_Texto fuente:_
- - - -

Esta división inicial no impidió que la Gran Logia de Londres y Westminster tuviese un extraordinario éxito y se convirtiese, rápidamente, en un preponderante factor político al servicio de la corona. Pero también comenzó una puja entre dos visiones diferentes de la francmasonería. Esta nueva versión edulcorada no encontraba asidero en aquellos que permanecían fieles a la tradición operativa, mucho menos a los escoceses que tenían su propia tradición masónica, si se quiere, mucho más institucionalizada y antigua que ésta que acababan de fundar los masones de Londres.

- - - -

_Filas de datos:_
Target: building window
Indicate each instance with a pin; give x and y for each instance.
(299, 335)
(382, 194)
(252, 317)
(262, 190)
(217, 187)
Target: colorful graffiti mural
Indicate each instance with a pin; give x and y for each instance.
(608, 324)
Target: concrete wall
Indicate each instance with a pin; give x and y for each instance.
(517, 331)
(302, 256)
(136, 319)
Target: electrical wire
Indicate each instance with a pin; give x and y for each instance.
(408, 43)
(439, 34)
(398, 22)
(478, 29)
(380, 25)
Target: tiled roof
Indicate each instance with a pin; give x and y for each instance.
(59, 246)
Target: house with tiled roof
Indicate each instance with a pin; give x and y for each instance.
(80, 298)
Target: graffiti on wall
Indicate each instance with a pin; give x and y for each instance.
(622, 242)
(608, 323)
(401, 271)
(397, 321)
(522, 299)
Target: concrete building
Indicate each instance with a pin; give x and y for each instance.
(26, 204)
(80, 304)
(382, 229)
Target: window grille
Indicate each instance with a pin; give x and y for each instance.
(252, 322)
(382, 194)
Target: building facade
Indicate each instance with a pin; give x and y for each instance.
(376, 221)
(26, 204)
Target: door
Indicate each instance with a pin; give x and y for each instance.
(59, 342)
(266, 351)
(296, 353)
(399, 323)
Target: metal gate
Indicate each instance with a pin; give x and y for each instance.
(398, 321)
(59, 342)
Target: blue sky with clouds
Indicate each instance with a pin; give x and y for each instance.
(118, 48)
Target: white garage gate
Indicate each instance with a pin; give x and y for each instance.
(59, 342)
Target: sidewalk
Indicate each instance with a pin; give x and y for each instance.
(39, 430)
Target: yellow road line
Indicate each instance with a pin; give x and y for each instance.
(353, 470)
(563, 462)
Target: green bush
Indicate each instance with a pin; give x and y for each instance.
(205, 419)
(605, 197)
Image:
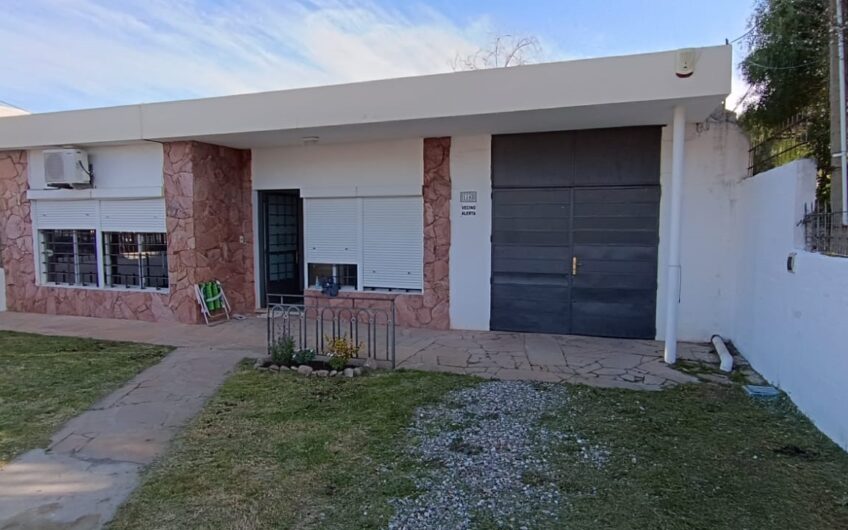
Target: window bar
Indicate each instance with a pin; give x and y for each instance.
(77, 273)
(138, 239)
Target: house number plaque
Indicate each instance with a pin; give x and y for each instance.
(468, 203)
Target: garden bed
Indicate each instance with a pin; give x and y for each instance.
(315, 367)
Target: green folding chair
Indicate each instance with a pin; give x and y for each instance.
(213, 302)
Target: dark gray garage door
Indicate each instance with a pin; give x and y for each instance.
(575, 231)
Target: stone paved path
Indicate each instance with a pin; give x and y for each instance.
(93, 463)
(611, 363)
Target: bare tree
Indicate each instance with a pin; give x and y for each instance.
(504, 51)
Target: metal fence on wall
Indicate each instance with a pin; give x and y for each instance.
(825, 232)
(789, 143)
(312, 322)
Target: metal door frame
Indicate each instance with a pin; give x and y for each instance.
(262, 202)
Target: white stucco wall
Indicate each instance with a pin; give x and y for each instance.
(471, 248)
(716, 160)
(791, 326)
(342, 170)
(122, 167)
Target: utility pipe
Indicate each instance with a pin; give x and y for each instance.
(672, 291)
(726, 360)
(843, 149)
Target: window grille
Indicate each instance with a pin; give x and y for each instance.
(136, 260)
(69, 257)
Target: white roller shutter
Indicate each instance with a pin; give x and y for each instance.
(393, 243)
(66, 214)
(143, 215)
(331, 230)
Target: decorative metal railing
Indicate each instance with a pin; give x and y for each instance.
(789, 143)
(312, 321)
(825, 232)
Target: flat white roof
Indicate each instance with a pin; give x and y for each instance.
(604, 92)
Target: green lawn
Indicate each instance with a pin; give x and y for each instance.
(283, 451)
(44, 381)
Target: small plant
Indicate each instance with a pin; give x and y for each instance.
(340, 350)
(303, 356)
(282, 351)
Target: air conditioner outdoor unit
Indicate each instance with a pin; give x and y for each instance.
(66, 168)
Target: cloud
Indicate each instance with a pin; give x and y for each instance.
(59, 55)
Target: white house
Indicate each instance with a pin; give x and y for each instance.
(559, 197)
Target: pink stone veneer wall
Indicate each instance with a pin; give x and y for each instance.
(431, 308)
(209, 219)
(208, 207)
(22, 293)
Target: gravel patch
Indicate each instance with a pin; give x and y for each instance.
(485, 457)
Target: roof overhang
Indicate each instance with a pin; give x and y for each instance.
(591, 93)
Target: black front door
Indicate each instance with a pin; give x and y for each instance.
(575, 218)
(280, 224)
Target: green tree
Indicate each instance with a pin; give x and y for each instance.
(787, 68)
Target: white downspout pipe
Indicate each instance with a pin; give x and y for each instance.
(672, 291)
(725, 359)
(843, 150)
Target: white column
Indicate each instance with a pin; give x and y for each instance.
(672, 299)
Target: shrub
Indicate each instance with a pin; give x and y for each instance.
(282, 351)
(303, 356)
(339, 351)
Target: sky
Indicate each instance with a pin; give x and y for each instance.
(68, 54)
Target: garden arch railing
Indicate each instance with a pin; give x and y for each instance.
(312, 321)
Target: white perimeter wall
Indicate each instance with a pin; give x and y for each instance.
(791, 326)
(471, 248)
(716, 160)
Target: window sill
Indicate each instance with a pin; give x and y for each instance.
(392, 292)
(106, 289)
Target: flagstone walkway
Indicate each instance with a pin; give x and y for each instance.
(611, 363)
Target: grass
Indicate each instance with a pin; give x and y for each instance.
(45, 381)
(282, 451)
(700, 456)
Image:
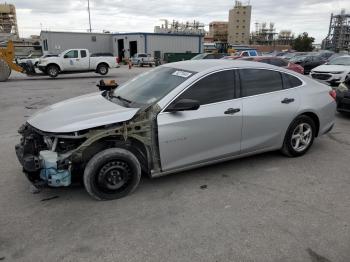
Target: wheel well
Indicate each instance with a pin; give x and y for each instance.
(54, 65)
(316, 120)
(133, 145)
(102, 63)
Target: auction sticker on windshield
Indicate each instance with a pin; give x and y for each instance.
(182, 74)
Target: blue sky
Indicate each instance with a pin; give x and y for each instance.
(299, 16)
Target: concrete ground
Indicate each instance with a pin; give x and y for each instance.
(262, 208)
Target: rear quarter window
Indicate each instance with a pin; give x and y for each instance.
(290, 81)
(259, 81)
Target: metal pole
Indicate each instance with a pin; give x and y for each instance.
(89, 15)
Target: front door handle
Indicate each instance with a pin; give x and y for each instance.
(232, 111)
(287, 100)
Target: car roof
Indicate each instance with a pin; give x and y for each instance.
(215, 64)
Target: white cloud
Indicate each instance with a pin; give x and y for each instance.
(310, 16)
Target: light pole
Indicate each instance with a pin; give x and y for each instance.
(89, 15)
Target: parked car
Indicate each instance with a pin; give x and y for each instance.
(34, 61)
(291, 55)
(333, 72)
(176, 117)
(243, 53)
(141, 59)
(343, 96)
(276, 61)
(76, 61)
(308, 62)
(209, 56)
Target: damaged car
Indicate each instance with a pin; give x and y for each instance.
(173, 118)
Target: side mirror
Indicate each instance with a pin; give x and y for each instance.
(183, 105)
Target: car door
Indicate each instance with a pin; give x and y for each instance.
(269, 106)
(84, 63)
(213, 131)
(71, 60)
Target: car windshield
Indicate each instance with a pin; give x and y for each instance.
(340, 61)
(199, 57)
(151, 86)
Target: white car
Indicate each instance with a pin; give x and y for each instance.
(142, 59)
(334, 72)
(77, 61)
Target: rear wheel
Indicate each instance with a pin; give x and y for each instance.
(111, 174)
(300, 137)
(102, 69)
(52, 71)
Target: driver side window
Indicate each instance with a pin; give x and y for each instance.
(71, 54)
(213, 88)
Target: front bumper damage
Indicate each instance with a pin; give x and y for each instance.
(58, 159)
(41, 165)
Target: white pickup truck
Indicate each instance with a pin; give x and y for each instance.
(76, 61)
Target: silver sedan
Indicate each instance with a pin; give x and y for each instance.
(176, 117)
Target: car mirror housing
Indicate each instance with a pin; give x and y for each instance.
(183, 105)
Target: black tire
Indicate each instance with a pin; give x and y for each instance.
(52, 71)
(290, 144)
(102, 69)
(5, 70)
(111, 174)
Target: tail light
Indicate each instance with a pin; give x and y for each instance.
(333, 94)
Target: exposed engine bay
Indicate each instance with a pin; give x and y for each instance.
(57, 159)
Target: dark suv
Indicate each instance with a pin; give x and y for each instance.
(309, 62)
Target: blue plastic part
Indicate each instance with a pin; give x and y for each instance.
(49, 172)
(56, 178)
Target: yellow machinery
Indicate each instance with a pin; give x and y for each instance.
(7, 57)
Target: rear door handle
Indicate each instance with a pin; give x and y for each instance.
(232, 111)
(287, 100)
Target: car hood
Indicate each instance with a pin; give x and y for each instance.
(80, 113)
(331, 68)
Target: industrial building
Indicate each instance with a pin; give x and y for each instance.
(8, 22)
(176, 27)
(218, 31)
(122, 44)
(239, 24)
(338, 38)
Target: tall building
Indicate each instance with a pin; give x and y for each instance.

- - - -

_Consigna:_
¿Podrías escribir la continuación del texto sobre la francmasonería a partir de su última oración? Las filas provienen de una fuente distinta a la del texto sobre la francmasonería.

_Resultado del ejercicio:_
3.– Una nueva Constitución para una nueva Masonería
Cuando James Anderson (1684–1746) y Jean Theophile Désaguliers (1683–1744) tuvieron que establecer los antiguos linderos y escribir las Constituciones que regirían la nueva etapa de los masones libres y aceptados, fueron muy cuidadosos en quitar de ellas cualquier resquicio de cristianismo romano. Y si bien estas constituciones, herederas legítimas de los antiguos documentos de la Corporación, conformaron el marco normativo de la denominada “masonería simbólica”, no dejan de ser la visión particular de una masonería protestante al servicio de la dinastía Hannover. Tal era el revulsivo que causaba en Anderson una concepción cristiana romana de la masonería, que solía referirse a las antiguas constituciones de canteros medievales en forma despectiva, denominándolas Gothic Contitutions. Tengamos en cuenta que en esa época la palabra “gótico” era sinónimo de vetusto.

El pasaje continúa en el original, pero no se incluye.